▶ [INSTRUCTION]:
In the entries below, replace each "innermost" with "central" and repeat the entries with no other changes. Leave out the pictures.
BEGIN AVAILABLE DATA
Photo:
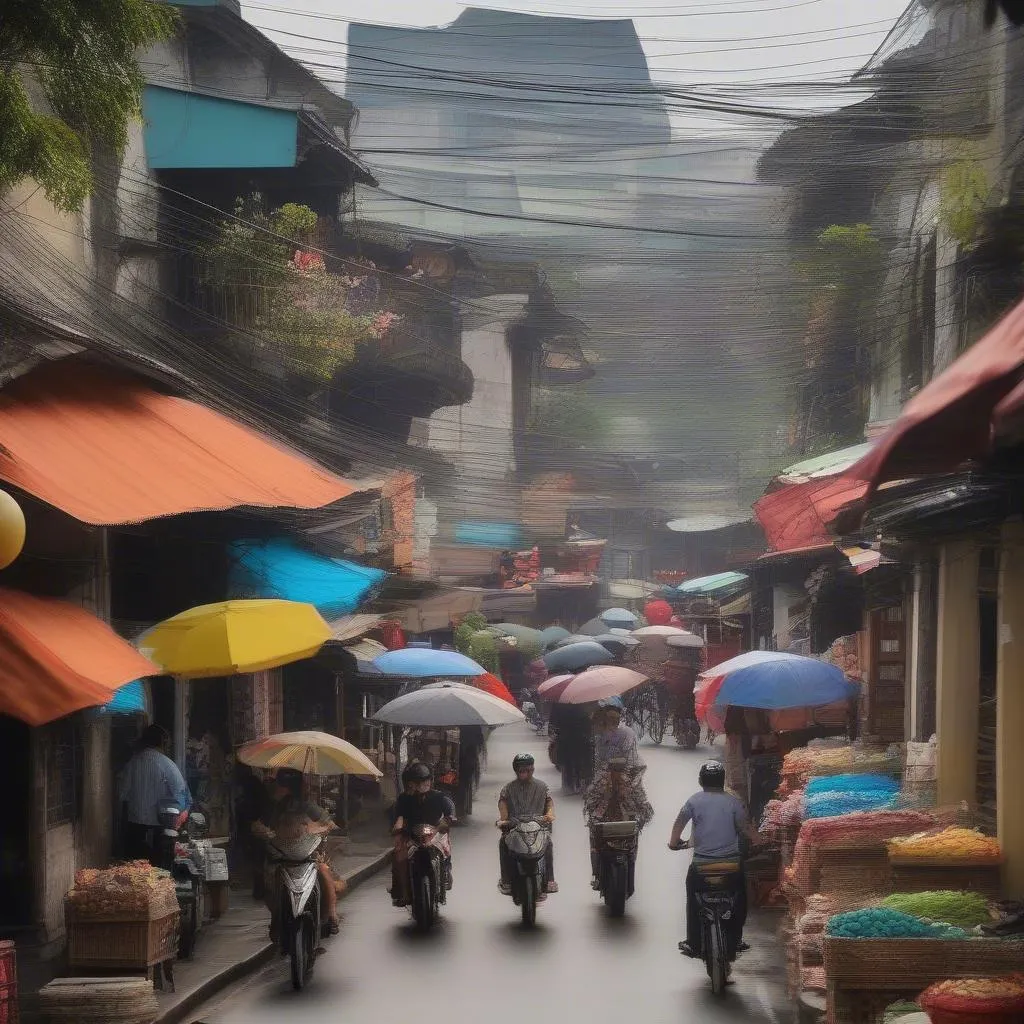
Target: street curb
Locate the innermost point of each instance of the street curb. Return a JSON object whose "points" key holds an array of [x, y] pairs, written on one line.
{"points": [[210, 987]]}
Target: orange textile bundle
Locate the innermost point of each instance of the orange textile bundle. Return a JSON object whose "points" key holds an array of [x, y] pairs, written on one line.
{"points": [[860, 828]]}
END AVAILABLE DATA
▶ [ANSWER TO THIS PROBLEM]:
Photo:
Target: street curb
Locate the central point of each instance of the street curb. Return a JSON object whose "points" key holds an array of [x, y] pairs, written on one line.
{"points": [[210, 987]]}
Target: orange textile bundle
Locate the central point of each instance of the orange textile bundle. Return a JSON object whose "points" key holds an array of [x, y] pairs, written on one line.
{"points": [[860, 828]]}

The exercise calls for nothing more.